◆ **Data section**:
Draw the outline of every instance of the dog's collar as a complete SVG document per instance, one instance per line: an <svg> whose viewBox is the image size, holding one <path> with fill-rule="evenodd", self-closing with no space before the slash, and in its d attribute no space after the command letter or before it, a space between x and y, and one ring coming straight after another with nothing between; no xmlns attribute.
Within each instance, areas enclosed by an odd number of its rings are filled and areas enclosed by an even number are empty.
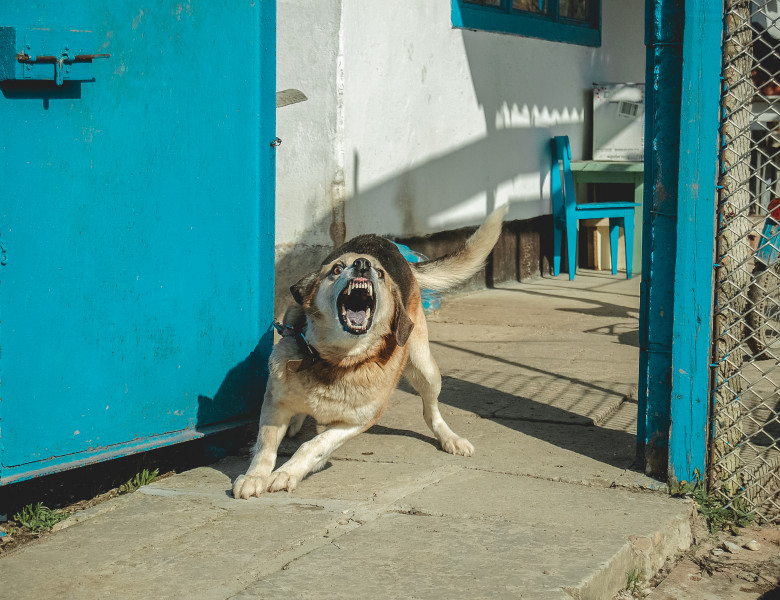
---
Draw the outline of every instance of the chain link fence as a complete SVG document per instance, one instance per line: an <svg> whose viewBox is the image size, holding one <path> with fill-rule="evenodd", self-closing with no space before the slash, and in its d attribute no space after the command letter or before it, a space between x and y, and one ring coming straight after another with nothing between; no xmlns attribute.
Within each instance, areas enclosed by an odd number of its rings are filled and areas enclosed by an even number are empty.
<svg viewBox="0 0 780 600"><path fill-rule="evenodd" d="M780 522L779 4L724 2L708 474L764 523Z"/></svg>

◆ **Task to complete**: Would you copy each line of the records that contains "letter"?

◆ **Task output**:
Draw the outline of every instance of the dog's collar as a complete SVG document per instance, one instance per line: an <svg> whose viewBox is the image size, holding one <path> with fill-rule="evenodd", self-closing with no space before the slash, and in its d attribute no space after the command letter or before it, a space between x and y, and one ring coming straight after another with nothing between; no xmlns attribute.
Draw the outline of every instance of the chain link fence as a complete SVG document per instance, one instance per line: an <svg> whose viewBox is the image size, holding one <path> with fill-rule="evenodd", self-closing with no space before the slash, and in its d attribute no space after the command letter or before it, a space between x and y, and one ring coming straight after another with nothing between; no xmlns attribute.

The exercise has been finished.